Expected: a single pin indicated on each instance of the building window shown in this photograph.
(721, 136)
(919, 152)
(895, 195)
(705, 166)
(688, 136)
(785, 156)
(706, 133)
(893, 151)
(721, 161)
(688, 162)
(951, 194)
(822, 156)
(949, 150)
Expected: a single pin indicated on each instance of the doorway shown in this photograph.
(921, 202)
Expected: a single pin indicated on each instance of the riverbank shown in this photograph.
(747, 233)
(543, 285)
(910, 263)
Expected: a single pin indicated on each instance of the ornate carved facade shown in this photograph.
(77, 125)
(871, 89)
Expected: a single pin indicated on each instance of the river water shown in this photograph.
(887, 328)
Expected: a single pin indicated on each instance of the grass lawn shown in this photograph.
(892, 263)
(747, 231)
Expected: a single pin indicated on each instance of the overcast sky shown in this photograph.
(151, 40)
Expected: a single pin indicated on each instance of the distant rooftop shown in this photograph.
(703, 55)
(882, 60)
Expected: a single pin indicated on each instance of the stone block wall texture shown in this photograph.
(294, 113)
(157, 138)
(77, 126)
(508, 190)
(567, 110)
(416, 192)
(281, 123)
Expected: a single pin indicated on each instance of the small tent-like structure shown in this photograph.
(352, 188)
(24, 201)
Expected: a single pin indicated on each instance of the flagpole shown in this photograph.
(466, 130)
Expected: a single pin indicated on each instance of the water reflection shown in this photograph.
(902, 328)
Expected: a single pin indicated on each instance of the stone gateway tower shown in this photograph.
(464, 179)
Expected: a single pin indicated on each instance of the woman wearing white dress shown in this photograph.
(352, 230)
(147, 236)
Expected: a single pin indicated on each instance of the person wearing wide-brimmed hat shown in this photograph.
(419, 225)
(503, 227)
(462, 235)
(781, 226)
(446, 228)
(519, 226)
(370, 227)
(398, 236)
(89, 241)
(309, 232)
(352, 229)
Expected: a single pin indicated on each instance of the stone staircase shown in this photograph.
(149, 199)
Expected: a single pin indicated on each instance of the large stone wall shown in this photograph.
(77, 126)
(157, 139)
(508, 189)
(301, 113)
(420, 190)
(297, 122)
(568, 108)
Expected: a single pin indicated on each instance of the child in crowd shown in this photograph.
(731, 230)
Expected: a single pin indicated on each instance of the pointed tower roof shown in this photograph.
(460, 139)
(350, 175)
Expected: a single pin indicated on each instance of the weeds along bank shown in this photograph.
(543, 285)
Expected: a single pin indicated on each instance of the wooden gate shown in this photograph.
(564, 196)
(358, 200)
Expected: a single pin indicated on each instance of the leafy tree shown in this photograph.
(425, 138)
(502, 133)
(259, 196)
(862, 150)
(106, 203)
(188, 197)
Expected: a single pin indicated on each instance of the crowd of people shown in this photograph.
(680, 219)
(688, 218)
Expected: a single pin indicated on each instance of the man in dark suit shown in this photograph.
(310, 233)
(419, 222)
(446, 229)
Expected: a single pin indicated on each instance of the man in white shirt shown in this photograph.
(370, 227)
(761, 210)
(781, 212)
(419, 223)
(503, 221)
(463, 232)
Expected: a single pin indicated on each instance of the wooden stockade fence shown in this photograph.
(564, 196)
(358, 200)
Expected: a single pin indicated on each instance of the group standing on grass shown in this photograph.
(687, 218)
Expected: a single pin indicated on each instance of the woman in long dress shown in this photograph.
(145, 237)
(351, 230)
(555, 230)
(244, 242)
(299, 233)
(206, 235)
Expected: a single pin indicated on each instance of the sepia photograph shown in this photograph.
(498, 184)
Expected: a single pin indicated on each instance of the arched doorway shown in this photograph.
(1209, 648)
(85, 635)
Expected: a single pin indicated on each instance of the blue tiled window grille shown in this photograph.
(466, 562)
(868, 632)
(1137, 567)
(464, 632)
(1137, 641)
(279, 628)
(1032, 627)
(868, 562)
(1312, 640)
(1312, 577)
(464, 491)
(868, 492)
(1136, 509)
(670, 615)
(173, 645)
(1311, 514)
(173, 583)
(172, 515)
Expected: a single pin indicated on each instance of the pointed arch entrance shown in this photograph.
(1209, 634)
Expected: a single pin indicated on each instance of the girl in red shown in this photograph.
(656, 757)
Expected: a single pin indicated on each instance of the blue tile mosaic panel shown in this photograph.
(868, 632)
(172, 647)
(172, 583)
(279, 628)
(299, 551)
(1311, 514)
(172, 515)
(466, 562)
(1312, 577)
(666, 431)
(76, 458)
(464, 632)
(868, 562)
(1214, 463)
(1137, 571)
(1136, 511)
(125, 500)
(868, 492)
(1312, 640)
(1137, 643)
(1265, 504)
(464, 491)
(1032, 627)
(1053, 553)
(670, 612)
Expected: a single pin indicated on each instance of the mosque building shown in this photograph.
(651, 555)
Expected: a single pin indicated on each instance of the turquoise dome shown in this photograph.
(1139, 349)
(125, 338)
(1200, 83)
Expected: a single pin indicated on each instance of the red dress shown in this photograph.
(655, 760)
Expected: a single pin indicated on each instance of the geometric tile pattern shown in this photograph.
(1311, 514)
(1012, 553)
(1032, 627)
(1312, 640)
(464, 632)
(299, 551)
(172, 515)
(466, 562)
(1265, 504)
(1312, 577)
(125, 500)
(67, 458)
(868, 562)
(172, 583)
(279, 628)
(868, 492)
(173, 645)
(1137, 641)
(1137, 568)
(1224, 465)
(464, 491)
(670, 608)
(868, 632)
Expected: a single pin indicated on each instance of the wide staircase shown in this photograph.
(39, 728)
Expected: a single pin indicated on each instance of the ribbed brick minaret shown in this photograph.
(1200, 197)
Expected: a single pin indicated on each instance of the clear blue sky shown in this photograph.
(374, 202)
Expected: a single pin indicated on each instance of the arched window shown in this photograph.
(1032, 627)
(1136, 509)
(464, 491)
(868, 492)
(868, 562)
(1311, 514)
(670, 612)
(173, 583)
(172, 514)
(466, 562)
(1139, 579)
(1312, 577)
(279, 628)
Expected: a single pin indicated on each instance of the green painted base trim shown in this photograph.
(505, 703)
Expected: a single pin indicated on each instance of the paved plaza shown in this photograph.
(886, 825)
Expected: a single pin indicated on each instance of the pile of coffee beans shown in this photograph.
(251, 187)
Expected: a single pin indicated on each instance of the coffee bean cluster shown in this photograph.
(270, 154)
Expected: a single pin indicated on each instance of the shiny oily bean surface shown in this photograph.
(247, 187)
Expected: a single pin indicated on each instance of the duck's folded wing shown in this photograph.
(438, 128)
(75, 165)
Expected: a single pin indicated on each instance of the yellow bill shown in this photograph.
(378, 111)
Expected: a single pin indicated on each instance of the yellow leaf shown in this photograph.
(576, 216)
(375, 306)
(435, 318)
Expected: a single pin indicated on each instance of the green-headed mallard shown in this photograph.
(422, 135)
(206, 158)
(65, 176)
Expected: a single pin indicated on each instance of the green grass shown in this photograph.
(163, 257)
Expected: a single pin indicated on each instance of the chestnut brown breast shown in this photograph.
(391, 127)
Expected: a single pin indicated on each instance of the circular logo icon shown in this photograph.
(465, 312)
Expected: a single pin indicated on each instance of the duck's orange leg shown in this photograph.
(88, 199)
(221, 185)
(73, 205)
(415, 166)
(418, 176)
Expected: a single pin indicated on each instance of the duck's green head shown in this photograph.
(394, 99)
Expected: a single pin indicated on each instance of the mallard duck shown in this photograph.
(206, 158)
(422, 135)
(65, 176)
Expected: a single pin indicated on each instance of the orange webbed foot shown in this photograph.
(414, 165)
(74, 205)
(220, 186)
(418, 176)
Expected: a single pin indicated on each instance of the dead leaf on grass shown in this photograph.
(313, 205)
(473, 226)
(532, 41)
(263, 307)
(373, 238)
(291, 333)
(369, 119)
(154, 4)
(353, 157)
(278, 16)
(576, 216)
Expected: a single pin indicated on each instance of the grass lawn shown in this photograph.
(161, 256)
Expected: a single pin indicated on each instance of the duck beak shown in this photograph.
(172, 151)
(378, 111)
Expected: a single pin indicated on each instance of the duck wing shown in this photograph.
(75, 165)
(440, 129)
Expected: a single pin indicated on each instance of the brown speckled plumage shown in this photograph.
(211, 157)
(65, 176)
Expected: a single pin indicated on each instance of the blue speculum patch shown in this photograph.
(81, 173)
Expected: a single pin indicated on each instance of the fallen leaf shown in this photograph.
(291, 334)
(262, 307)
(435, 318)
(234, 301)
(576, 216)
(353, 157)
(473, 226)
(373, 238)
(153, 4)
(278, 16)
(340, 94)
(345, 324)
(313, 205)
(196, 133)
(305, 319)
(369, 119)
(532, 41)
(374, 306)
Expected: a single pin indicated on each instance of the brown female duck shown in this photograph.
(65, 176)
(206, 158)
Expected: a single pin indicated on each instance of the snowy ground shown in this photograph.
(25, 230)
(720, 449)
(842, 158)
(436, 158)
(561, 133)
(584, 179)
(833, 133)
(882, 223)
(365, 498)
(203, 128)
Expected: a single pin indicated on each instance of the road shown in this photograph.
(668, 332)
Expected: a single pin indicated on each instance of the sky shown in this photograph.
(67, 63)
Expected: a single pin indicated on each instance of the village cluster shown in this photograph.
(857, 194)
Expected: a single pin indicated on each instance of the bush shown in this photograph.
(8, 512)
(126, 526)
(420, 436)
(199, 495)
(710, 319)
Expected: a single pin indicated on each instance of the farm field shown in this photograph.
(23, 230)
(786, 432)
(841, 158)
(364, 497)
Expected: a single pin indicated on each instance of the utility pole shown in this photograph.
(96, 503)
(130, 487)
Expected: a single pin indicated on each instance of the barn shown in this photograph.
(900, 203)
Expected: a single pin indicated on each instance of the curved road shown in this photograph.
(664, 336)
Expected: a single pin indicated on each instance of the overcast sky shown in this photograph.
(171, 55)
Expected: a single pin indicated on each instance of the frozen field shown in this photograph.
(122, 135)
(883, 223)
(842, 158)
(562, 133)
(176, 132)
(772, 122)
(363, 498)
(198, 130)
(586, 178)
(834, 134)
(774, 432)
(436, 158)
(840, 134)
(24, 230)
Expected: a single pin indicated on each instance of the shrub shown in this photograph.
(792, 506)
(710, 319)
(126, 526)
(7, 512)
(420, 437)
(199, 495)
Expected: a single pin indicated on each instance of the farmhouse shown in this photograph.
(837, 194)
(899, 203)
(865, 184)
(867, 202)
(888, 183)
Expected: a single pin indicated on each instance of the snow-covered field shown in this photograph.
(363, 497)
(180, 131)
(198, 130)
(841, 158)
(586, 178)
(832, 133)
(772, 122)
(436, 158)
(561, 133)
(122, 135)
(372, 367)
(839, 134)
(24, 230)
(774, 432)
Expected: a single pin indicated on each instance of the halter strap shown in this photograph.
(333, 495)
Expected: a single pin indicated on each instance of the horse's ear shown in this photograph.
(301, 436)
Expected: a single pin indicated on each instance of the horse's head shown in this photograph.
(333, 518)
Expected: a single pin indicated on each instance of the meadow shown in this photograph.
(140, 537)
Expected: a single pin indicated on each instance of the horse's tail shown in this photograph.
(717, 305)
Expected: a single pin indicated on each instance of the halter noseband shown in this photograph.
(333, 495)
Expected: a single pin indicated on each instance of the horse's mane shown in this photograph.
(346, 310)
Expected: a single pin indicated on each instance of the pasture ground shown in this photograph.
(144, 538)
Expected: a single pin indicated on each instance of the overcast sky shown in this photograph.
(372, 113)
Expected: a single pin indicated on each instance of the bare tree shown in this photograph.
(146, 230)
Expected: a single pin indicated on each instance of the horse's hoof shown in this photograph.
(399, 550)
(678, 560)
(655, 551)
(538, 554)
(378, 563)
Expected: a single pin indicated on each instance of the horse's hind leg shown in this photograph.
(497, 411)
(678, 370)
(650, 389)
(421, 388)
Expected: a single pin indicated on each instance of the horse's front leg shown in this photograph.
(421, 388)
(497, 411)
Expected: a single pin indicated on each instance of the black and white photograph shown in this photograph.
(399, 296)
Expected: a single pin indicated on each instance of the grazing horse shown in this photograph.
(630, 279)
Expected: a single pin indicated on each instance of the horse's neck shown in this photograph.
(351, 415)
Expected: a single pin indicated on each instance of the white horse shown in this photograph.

::::::

> AIM OF THE EXERCISE: Reproduce word for word every line of the records, from the line containing "Expected: a single pin indicated on each instance of the black" through the last line of the records, including both of those lines.

> RIGHT ANSWER:
Expected: a single pin indicated on each instance of the black and white photograph shown in this photograph.
(399, 296)
Expected: a single pin indicated on each instance of the grazing horse shown in this photograph.
(630, 279)
Expected: a single pin indicated on each instance of the horse's neck shown in this photograph.
(351, 415)
Expected: a single pin indicated on each instance of the white horse shown in this photograph.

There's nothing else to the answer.